**Required work**
Rescale the entries from the line with "Would you be able to determine the whereabouts of the sneaker" up to and including the line with "[160,135,188,150]", reproducing every line, requests too, with each bounding-box coordinate in the answers multiplied by 0.55 and rounded to a whole number, halves up. Return only those lines.

**Data entries**
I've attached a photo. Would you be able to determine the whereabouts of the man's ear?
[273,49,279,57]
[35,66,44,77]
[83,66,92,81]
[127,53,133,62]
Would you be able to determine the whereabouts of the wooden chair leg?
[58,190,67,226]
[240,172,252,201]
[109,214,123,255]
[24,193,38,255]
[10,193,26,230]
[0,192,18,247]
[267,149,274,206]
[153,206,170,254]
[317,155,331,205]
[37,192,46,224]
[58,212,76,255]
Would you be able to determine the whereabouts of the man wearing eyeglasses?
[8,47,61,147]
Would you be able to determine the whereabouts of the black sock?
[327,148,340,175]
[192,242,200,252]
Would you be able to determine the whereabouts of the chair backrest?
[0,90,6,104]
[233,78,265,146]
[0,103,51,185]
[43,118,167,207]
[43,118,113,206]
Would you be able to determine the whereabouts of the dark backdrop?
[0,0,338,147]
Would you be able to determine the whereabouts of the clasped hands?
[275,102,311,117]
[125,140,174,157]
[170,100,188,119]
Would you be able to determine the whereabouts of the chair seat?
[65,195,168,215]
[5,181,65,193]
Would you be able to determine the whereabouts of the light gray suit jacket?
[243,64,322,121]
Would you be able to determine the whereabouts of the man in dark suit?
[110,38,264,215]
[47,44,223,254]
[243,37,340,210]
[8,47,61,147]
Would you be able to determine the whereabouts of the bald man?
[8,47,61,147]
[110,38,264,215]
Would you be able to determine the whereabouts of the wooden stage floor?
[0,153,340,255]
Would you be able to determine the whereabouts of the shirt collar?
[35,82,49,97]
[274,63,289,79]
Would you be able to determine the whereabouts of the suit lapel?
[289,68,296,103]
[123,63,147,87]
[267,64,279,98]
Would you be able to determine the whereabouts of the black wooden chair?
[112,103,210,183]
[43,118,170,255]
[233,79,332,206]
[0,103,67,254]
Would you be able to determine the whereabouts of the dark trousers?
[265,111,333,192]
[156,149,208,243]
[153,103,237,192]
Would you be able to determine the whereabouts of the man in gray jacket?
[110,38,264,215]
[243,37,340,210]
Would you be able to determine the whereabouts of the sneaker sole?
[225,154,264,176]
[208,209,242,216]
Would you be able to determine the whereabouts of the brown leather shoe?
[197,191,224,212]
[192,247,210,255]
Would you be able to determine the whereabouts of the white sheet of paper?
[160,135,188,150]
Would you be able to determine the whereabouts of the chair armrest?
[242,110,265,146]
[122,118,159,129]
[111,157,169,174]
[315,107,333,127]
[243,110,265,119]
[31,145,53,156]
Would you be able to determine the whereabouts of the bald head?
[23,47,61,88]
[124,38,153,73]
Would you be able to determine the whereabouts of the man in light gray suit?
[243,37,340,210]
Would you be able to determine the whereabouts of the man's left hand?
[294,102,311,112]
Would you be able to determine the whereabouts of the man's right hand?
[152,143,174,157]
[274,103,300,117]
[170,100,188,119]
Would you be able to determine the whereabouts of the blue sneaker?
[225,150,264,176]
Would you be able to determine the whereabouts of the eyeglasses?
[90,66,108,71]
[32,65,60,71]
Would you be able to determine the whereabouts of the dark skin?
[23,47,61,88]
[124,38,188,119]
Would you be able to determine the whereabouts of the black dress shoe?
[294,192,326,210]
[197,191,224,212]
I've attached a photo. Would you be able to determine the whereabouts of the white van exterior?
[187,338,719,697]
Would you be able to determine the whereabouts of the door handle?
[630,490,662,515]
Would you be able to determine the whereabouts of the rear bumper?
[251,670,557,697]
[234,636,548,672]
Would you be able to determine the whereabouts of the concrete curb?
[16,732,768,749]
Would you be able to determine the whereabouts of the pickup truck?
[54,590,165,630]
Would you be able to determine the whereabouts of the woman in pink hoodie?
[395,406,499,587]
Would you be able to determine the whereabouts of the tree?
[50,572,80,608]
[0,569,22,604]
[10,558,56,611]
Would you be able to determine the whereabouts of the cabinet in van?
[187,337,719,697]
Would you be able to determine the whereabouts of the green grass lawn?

**Exercise output**
Would you be able to determine the whereabouts of the sneaker sole?
[124,85,145,97]
[114,115,133,119]
Would you be able to determine the whereabouts of the brown leather shoe?
[108,105,123,117]
[106,136,116,140]
Would you be able to determine the whereabouts of the white sheet of paper?
[88,74,103,83]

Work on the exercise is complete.